Challenge: Put the lines below, from the one containing "Where can the recessed" through the end of the records, into a Markdown table with the columns "Row" (a running number) and "Text" (the line), and leave out blank lines.

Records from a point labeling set
···

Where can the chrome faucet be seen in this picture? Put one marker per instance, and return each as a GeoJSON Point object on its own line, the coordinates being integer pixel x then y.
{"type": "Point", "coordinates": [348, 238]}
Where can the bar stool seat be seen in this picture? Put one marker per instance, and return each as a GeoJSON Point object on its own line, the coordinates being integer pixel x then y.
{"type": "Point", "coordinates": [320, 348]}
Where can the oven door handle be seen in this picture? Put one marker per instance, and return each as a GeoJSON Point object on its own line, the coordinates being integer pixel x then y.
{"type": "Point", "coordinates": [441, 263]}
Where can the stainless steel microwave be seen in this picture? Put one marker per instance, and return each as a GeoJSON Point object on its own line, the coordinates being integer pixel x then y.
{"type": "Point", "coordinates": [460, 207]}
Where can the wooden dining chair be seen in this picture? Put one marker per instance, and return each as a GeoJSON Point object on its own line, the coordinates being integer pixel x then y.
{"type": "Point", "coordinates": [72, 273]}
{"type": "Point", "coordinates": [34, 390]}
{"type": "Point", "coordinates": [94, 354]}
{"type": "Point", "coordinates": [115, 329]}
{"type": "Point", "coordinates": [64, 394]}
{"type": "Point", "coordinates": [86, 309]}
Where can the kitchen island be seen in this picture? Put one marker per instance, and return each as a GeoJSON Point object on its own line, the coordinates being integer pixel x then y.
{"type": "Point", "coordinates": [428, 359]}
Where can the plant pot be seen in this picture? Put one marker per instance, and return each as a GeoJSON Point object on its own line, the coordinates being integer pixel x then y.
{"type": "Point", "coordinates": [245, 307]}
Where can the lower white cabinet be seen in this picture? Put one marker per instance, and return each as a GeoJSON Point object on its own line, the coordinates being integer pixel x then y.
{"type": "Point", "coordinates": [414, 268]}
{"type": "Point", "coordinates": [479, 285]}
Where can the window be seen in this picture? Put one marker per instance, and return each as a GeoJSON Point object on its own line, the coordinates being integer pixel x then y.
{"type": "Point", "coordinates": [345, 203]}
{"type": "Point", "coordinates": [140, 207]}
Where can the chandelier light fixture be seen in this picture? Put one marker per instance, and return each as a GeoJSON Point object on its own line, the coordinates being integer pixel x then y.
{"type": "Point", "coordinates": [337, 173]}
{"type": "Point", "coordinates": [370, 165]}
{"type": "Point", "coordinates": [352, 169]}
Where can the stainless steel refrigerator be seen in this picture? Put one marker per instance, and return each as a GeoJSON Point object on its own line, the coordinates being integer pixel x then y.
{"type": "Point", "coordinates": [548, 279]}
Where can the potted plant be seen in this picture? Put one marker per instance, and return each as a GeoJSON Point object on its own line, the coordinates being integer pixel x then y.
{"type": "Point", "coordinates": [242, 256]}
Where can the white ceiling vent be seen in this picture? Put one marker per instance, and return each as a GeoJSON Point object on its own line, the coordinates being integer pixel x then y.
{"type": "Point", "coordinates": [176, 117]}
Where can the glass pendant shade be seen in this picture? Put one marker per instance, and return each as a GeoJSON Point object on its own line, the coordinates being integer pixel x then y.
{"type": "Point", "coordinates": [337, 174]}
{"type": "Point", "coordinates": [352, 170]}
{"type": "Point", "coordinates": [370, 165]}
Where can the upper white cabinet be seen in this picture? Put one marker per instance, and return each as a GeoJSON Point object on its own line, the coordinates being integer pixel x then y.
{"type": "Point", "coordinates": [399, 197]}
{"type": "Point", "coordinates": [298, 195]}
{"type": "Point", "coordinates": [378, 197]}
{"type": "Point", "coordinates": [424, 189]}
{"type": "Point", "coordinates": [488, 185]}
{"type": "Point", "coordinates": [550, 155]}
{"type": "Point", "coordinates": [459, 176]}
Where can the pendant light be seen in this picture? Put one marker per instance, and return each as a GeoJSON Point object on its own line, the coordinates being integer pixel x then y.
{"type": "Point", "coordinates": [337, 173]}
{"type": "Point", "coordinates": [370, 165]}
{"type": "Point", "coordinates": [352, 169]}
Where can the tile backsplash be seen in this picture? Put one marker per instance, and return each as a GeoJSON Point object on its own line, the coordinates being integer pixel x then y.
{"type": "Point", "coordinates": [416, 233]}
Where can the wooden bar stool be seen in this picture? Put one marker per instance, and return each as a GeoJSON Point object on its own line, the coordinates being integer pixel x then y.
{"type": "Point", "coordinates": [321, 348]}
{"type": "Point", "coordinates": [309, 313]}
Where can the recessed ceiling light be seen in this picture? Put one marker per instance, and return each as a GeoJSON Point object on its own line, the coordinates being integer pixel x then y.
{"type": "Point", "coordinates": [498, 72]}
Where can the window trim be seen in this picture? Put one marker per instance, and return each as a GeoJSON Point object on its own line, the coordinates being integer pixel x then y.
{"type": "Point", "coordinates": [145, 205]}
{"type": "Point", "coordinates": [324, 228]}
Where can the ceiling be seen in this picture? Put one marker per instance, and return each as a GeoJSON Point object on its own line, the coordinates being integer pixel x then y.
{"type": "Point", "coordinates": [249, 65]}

···

Answer below:
| Row | Text |
|---|---|
| 1 | Where can the recessed ceiling light be seen in this picture? Put one marker per instance, and return each as a GeoJSON Point object on its own line, the coordinates being integer pixel x then y. |
| 2 | {"type": "Point", "coordinates": [498, 72]} |
| 3 | Where can the window trim be seen in this picture? Put one marker per instance, and return each as a GeoJSON Point object on its own line, the coordinates being integer pixel x then y. |
| 4 | {"type": "Point", "coordinates": [145, 205]} |
| 5 | {"type": "Point", "coordinates": [324, 228]} |
| 6 | Where can the ceiling be seen in this picture? Put one marker per instance, and return each as a GeoJSON Point object on its own line, the coordinates being integer pixel x then y. |
| 7 | {"type": "Point", "coordinates": [249, 65]} |